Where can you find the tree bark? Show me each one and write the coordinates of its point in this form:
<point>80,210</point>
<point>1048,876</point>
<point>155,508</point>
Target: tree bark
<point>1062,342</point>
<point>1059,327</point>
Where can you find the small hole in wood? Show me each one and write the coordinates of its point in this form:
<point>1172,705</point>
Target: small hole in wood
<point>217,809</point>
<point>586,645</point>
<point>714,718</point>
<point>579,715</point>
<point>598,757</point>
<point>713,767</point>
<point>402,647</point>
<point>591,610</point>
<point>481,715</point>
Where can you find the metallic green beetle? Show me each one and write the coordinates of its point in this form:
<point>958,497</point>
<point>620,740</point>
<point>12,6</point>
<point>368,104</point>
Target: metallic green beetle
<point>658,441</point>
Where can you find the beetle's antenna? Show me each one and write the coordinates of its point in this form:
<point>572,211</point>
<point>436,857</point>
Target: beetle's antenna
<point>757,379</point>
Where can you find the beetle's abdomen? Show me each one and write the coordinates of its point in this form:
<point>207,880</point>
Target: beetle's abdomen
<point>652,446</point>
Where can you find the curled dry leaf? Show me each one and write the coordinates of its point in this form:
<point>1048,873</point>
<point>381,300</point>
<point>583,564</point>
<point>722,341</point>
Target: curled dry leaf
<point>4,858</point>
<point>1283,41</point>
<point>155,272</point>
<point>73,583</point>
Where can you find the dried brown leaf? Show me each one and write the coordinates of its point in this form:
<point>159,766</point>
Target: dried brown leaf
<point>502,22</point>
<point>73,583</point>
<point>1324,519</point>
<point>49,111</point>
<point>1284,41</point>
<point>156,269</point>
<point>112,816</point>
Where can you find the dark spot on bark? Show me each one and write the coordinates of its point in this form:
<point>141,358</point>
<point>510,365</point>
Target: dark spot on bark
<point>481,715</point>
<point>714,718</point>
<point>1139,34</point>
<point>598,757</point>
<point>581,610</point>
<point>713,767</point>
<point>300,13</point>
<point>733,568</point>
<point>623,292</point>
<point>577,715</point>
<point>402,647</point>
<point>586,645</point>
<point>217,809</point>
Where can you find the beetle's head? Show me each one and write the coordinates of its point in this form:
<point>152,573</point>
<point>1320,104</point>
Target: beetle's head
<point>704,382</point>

* * *

**To be done**
Begin at the start of the records and stop after the line that contains "<point>1059,327</point>". Reproduce those lines with "tree bark" changed to "oak bark" and everything else unchanged.

**Result of the task**
Where can you find the oak bark? Show me each one and write the coordinates of its point in this form:
<point>80,210</point>
<point>1048,876</point>
<point>155,508</point>
Target: oak bark
<point>1062,342</point>
<point>1059,327</point>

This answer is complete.